### WHAT THE TASK ASKS
Give back every line of the data exactly. Pictures are not part of the copy.

### RECORDS PROVIDED

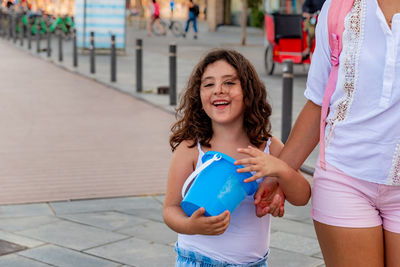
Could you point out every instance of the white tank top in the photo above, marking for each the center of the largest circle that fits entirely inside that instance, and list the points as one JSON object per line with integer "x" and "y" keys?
{"x": 245, "y": 240}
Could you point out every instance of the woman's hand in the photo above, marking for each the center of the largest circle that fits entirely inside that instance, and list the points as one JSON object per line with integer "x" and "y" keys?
{"x": 259, "y": 162}
{"x": 214, "y": 225}
{"x": 269, "y": 198}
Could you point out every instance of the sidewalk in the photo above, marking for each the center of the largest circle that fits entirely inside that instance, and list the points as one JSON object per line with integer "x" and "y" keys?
{"x": 62, "y": 129}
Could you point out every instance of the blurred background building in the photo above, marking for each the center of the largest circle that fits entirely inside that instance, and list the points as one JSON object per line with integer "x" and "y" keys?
{"x": 215, "y": 12}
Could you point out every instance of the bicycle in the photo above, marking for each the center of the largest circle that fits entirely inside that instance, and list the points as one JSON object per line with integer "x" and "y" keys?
{"x": 174, "y": 26}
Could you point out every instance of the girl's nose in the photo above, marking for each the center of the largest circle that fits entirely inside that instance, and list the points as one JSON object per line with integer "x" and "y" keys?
{"x": 220, "y": 89}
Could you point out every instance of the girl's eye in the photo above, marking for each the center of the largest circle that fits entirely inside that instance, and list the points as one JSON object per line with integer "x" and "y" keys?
{"x": 229, "y": 83}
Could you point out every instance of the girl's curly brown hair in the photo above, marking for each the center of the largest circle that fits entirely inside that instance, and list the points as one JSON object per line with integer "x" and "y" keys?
{"x": 194, "y": 124}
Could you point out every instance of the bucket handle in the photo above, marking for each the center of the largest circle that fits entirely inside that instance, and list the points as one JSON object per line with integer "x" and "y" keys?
{"x": 196, "y": 172}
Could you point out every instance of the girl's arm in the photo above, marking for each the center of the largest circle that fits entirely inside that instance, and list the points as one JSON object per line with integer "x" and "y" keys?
{"x": 304, "y": 136}
{"x": 182, "y": 165}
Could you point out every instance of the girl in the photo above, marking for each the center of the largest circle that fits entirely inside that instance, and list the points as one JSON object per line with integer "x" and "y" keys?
{"x": 224, "y": 108}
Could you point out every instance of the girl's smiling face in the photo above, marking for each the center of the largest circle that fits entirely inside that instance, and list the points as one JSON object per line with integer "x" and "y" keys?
{"x": 221, "y": 93}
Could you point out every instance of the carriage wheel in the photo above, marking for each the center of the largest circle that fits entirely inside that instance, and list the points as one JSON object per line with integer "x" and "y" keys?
{"x": 269, "y": 60}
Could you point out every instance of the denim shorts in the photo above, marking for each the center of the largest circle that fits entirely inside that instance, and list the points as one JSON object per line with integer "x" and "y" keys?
{"x": 344, "y": 201}
{"x": 186, "y": 258}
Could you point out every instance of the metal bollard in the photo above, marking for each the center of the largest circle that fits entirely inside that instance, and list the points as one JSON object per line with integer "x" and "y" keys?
{"x": 139, "y": 74}
{"x": 48, "y": 43}
{"x": 9, "y": 27}
{"x": 287, "y": 99}
{"x": 1, "y": 23}
{"x": 92, "y": 54}
{"x": 22, "y": 33}
{"x": 38, "y": 42}
{"x": 60, "y": 52}
{"x": 113, "y": 60}
{"x": 29, "y": 35}
{"x": 172, "y": 74}
{"x": 14, "y": 28}
{"x": 74, "y": 49}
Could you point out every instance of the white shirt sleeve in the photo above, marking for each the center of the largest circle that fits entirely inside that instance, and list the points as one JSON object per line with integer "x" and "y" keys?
{"x": 320, "y": 64}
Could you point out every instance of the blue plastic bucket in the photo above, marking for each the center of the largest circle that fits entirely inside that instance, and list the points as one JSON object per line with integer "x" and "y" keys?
{"x": 217, "y": 186}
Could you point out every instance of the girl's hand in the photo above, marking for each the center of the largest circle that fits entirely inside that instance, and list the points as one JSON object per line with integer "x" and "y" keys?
{"x": 261, "y": 163}
{"x": 214, "y": 225}
{"x": 269, "y": 198}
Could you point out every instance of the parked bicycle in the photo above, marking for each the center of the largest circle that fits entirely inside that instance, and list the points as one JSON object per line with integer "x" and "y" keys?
{"x": 174, "y": 26}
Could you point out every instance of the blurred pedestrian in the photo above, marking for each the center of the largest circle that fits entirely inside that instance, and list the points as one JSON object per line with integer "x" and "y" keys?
{"x": 192, "y": 17}
{"x": 311, "y": 9}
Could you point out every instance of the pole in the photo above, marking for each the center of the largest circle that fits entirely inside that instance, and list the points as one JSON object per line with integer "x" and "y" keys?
{"x": 14, "y": 27}
{"x": 139, "y": 74}
{"x": 37, "y": 41}
{"x": 113, "y": 60}
{"x": 74, "y": 49}
{"x": 92, "y": 54}
{"x": 29, "y": 33}
{"x": 48, "y": 43}
{"x": 287, "y": 99}
{"x": 21, "y": 31}
{"x": 60, "y": 52}
{"x": 172, "y": 74}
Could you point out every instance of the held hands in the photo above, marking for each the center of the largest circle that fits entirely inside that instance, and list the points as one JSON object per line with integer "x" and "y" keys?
{"x": 214, "y": 225}
{"x": 269, "y": 197}
{"x": 260, "y": 163}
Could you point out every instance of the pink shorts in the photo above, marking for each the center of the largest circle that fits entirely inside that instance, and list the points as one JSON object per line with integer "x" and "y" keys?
{"x": 341, "y": 200}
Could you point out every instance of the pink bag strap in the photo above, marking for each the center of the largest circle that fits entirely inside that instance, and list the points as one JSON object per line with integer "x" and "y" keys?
{"x": 337, "y": 13}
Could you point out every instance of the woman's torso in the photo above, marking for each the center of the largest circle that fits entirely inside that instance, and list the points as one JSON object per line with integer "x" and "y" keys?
{"x": 245, "y": 240}
{"x": 363, "y": 125}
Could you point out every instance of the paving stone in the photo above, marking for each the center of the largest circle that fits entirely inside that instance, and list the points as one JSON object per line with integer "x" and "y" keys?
{"x": 294, "y": 227}
{"x": 14, "y": 260}
{"x": 137, "y": 252}
{"x": 152, "y": 231}
{"x": 107, "y": 204}
{"x": 72, "y": 235}
{"x": 281, "y": 258}
{"x": 160, "y": 198}
{"x": 298, "y": 244}
{"x": 108, "y": 220}
{"x": 24, "y": 210}
{"x": 20, "y": 240}
{"x": 149, "y": 213}
{"x": 24, "y": 223}
{"x": 298, "y": 213}
{"x": 59, "y": 256}
{"x": 8, "y": 247}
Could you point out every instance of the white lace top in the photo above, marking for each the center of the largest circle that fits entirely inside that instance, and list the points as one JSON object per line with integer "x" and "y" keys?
{"x": 245, "y": 240}
{"x": 363, "y": 131}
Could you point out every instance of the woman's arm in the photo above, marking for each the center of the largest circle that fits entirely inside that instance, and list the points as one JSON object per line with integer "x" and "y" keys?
{"x": 182, "y": 165}
{"x": 295, "y": 187}
{"x": 304, "y": 136}
{"x": 301, "y": 142}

### TASK OUTPUT
Could you point out every instance of the white tank top in the photo above, marking for each the center of the largest circle that fits entirely inside that instance, and list the points as one JSON object per line with integer "x" and "y" keys?
{"x": 245, "y": 240}
Could you point out every instance of the woman's hand in the photo above, marking for each the center of the largest circle that fits entirely inside that instance, and list the points as one JSON object per line with integer "x" and "y" keys?
{"x": 259, "y": 162}
{"x": 214, "y": 225}
{"x": 269, "y": 198}
Could you point out every instance of the sidewalk in the photo above, marking for each the center of the largest circle that fits entirely inside that instance, and list the points as one JSON object per line with integer "x" and "y" keys?
{"x": 62, "y": 129}
Could you point out every instance of the blurred background building in the photo above, marking for each the center of the largest circle that fits entirely inside that instance, and list the points as one JSON object per line with integer "x" and "y" keys?
{"x": 215, "y": 12}
Could you point out every instance of the bicycle in the photo above, marking for each the center of the largest circle that fits entirely inside that instance, and list the points as one JSON object per line with integer "x" and "y" keys?
{"x": 174, "y": 26}
Could you point out every instance of the girl's nose in the photo above, marking for each the center of the largest circle that fits entirely inside that instance, and list the points as one JSON object per line with integer "x" and "y" keys?
{"x": 220, "y": 89}
Could you point out every instance of the girl's eye in the photo above, marking for each the center of the largest circle that fits entirely inside that instance, and list the points as one JSON object per line with integer "x" and "y" keys?
{"x": 229, "y": 83}
Could you point out every instance of the girl's curly brown hair in the photo above, marking for each the center of the largest circle that fits entirely inside that instance, and list the points as one JSON object per line with integer "x" and "y" keys?
{"x": 194, "y": 124}
Could you point out every instance of the bucket handle in the photo above, marking for each the center of the largest circle that fits entirely inside that instance, and list the points as one JSON object per line with integer "x" and "y" keys?
{"x": 196, "y": 172}
Could you point out every instance of the girl's arm in the photo above, marking for each the center of the largest circle that fits entirely inside that instance, and list the points as one JSON object per line with integer "x" and "y" keys?
{"x": 304, "y": 136}
{"x": 182, "y": 165}
Could you point out every instance of the girl in the photo above, marking for each the center of the largest circle that fits entirely inside that instance, and list the points as one JSON object per line with integer "x" and "y" keys?
{"x": 224, "y": 108}
Could you point out every instance of the girl's smiling face in the photo above, marking for each the center of the largest circle that fits entirely inside that instance, and list the points as one JSON object per line with integer "x" and "y" keys?
{"x": 221, "y": 93}
Could you point out every instance of the carriage wheel in the photo above, marking for each the center of the largest circle that fits entirely inside that instance, and list the points as one JSON object per line with integer "x" and "y" keys?
{"x": 269, "y": 60}
Could you point out every instance of the denim shorts in the photo above, marking for each the center of the largest circle that fits entirely inside that instance, and list the points as one JSON object per line with integer "x" and "y" keys?
{"x": 344, "y": 201}
{"x": 186, "y": 258}
Could you point out every instance of the metal bollard in the photo above, marking for each the center of the largest circle that fits entirely inside that instance, and list the points as one JSON object per line with integer "x" and "y" keys?
{"x": 139, "y": 74}
{"x": 48, "y": 43}
{"x": 9, "y": 27}
{"x": 287, "y": 99}
{"x": 1, "y": 23}
{"x": 92, "y": 54}
{"x": 22, "y": 33}
{"x": 38, "y": 42}
{"x": 60, "y": 52}
{"x": 113, "y": 60}
{"x": 29, "y": 35}
{"x": 172, "y": 74}
{"x": 14, "y": 28}
{"x": 74, "y": 49}
Could you point out every instance of the white shirt sleeve in the photo above, marking for each the center of the largest circle that fits entirely inside that instance, and list the points as one JSON object per line with integer "x" and "y" keys?
{"x": 320, "y": 64}
Could you point out every instance of the blue plastic bucket in the photo above, marking for each the center of the largest circle that fits entirely inside that instance, and list the points as one JSON object per line with integer "x" and "y" keys?
{"x": 217, "y": 186}
Could you point out every instance of the girl's hand in the photo above, marking for each the center of the largest circle that fits entirely inside that instance, and list the points as one JSON object per line with integer "x" and "y" keys?
{"x": 261, "y": 163}
{"x": 214, "y": 225}
{"x": 269, "y": 198}
Could you point out every instance of the parked bicycle in the photo above, marking for each the center of the largest circle that fits entirely inside that instance, and list the points as one JSON object per line with integer "x" and "y" keys?
{"x": 174, "y": 26}
Could you point out every instance of the blurred pedestrian in the photo above, marking for each the center of the largest circle that fits entirely inside that instance, and list the points as one JSON object per line with integer "x" and "y" keys?
{"x": 192, "y": 17}
{"x": 311, "y": 9}
Could you point out every instance of the pole in the photo above, marking for each the center of the largest circle that fits entirely inside that instance, and list the points as one JSON object per line with integer "x" and "y" keys?
{"x": 14, "y": 27}
{"x": 139, "y": 74}
{"x": 37, "y": 41}
{"x": 113, "y": 60}
{"x": 74, "y": 49}
{"x": 92, "y": 54}
{"x": 29, "y": 33}
{"x": 48, "y": 43}
{"x": 287, "y": 99}
{"x": 21, "y": 31}
{"x": 60, "y": 52}
{"x": 172, "y": 74}
Could you point out every instance of the held hands in the photo above, marking for each the center of the largest circle that fits entirely inside that instance, and list the points as one JSON object per line with integer "x" and "y" keys?
{"x": 214, "y": 225}
{"x": 269, "y": 197}
{"x": 260, "y": 163}
Could you point out every instance of the pink shorts in the photo above, marking for each the center of the largest circle that fits entirely inside that instance, and list the points as one JSON object per line with integer "x" and "y" keys?
{"x": 341, "y": 200}
Could you point out every instance of the pink bag strap in the photo above, marking for each the center of the largest circle that fits entirely inside that instance, and list the points as one JSON object per line with integer "x" and "y" keys?
{"x": 337, "y": 13}
Could you point out every instance of the woman's torso in the photo above, marking for each the center of the largest circle that fits entirely inside that instance, and list the points as one JSON object per line with integer "x" and "y" keys?
{"x": 245, "y": 240}
{"x": 363, "y": 125}
Could you point out every instance of the paving stone in the photo above, marking for each the center of the largest circle that fits entirely inside that instance, and list the points as one JSON object per line with integer "x" and "y" keys?
{"x": 294, "y": 227}
{"x": 14, "y": 260}
{"x": 137, "y": 252}
{"x": 152, "y": 231}
{"x": 107, "y": 204}
{"x": 72, "y": 235}
{"x": 281, "y": 258}
{"x": 160, "y": 198}
{"x": 298, "y": 244}
{"x": 108, "y": 220}
{"x": 24, "y": 210}
{"x": 20, "y": 240}
{"x": 149, "y": 213}
{"x": 24, "y": 223}
{"x": 298, "y": 213}
{"x": 59, "y": 256}
{"x": 8, "y": 247}
Could you point out every instance of the white lace top in the photo above, marking for each the center of the largest circle that fits entirely inside that instance, and list the points as one JSON object per line with integer "x" and "y" keys?
{"x": 245, "y": 240}
{"x": 363, "y": 131}
Could you point out every instance of the woman's arm in the photo above, marking for each the center of the largest circle that fits entirely inside that instance, and list the points as one JSON object per line with integer "x" and "y" keys?
{"x": 182, "y": 165}
{"x": 295, "y": 187}
{"x": 304, "y": 136}
{"x": 301, "y": 142}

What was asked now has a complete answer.